What is expected — Collect every line below that contains the word "white" and copy each one in full. Case counts.
*** Items ***
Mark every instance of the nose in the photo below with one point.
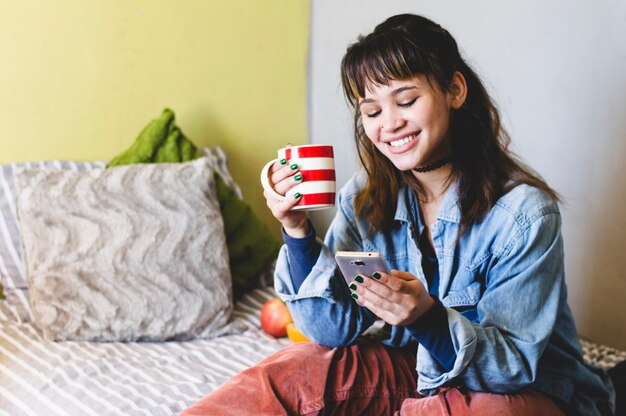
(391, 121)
***
*** Items ***
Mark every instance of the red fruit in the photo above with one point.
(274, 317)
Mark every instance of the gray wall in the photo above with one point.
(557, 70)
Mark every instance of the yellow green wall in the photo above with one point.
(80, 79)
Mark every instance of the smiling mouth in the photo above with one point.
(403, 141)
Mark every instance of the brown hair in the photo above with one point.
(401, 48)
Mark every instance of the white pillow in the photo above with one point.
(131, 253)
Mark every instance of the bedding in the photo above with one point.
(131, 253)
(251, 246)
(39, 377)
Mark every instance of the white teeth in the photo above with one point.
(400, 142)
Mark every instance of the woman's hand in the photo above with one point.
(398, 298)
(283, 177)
***
*** Items ***
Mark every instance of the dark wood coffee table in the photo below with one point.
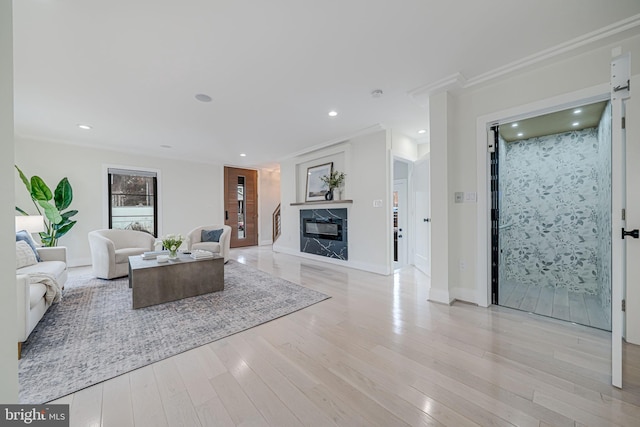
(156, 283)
***
Output for this task —
Mark every instance of the white pillow in the photo above with one point.
Mark every instance of the white teeth in the photo above with one point.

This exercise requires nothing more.